[What the task requires] Write out every entry, unchanged. Skip any picture.

** Input material follows **

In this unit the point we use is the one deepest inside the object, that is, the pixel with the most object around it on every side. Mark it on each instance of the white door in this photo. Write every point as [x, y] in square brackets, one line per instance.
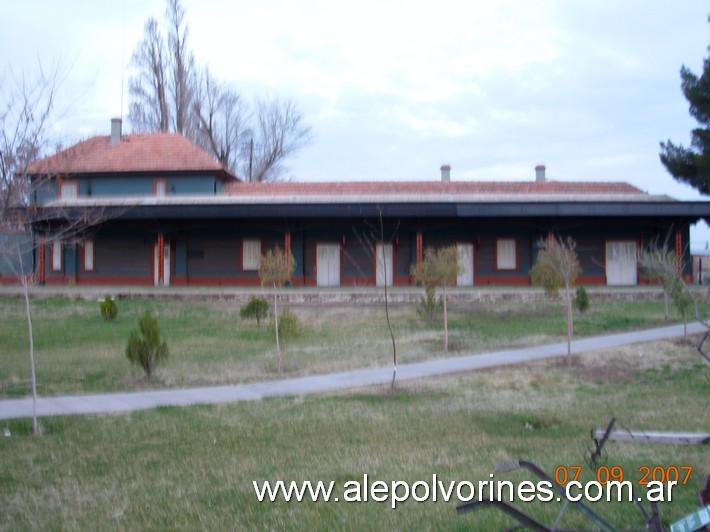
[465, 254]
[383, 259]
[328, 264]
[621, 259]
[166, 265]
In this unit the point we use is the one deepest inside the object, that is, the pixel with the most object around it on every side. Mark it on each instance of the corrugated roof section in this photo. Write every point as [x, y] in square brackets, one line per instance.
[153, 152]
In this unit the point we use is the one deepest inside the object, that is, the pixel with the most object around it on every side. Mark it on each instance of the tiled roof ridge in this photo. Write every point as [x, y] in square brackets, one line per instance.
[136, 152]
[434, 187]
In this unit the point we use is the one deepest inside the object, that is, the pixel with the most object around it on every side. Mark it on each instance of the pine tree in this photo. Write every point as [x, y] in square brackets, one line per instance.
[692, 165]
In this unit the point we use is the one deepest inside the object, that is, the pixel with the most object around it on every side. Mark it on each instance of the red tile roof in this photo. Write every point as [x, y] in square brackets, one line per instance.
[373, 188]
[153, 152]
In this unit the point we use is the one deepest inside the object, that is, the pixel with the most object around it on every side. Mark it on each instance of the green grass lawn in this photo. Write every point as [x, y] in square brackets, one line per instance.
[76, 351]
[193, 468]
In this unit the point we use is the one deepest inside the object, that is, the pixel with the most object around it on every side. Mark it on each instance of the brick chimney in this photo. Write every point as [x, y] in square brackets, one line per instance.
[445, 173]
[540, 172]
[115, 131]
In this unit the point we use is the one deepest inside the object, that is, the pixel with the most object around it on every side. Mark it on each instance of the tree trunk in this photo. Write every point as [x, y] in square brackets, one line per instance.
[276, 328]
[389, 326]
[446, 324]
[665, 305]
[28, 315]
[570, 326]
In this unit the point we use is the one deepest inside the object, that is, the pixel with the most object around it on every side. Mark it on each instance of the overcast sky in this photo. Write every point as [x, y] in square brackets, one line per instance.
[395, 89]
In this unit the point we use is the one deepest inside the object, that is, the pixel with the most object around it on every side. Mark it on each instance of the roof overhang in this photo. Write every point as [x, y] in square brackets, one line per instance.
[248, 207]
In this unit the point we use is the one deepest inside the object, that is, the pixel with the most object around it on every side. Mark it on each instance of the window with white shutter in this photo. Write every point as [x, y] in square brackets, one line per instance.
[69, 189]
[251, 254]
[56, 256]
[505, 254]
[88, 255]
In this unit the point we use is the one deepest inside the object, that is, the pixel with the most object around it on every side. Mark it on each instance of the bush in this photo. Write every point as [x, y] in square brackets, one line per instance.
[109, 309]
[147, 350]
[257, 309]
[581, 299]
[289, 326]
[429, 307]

** End of Input material **

[Solution to the exercise]
In this unit the point we use is the one deepest inside the object, that is, the pixel with the most object around it on every side. Mark it on each instance of the white door in this photo. Write every point as [x, y] in square brackets, one line per instance.
[465, 254]
[383, 259]
[328, 264]
[621, 259]
[166, 265]
In this unit the point we use is the one deepest inside the object, that is, the pixel with the most object around it on every side. Mark it on each instance of the corrugated roof section in this photo. Write every point as [x, y] in square brackets, one line per instance.
[153, 152]
In this unit the point we use is the one deepest inside the object, that is, the pixel with the most object around it on every side. Mark it on each instance of the tiled roof ridge in this photo. Write every point as [x, y] in square brackets, one line per instance.
[136, 152]
[434, 187]
In this unit the point we use is the one deepest inside the object, that is, the pixel with the most object around it on every side. Mark it on each instance of the pine tree in this photo. Write every point as [x, y] in square brackets, one line per instance.
[692, 165]
In this unit the point we use is the one deepest inside the object, that is, the pixel with the most object around it on every side. Mark it on each instance of the red tile roof in this photo. Write every point as [x, y] in square brackets, one line per instance.
[373, 188]
[153, 152]
In this unit the point we use is the one deepest inside the object, that is, the pixel with the most object around it on every side. Mark it on each instance of the green grass lawn in this photo. Write every point as [x, y] in square brackets, one line per instance.
[76, 351]
[193, 468]
In this unit the point we use is the one deepest inside the object, that is, the pixel with the most object around it on every side. Mark it on each instance of the brick chimney in this photo. Write every point as [x, y] in square brackets, one line per instance.
[445, 173]
[540, 172]
[115, 131]
In this unit the point we use is the one deepest inside the object, that is, the pixel with the most object around it on every side. Mark it on each instance of the tree trunk in this photo. Write every point as [x, y] in square brackets, one line per instance.
[276, 328]
[389, 326]
[446, 324]
[665, 305]
[28, 315]
[570, 326]
In this unit the point we use is the one deepest inside the object, that is, the pixel with the most object around it on every side. Mark it on each instance of the overcast sky in this photo. Write every point as [x, y] in square brackets, one line per instance.
[395, 89]
In this unit the point we use is the one deepest inside the object, that is, the pixel with the most object around it on every side. Mark it on each instance of the roof overhang in this photo. Write every point as [x, y] in square brackets, one line per instance.
[248, 207]
In this unit the point we use is the one deepest inside the object, that is, the pixel with the most object around it on every side. Mark it on each instance of the window with white shutter in this photo. Write every point as [x, y] in square brackets, one line per instance.
[69, 189]
[251, 254]
[56, 256]
[505, 254]
[88, 255]
In this unit the point we use is the one deepest inside the object, that is, the pixel with the most object around it on every side. Mark it on each instance of the bush in this photo. Write every point as [x, y] in square brackets, one line per instance.
[109, 309]
[147, 350]
[257, 309]
[581, 299]
[289, 326]
[429, 307]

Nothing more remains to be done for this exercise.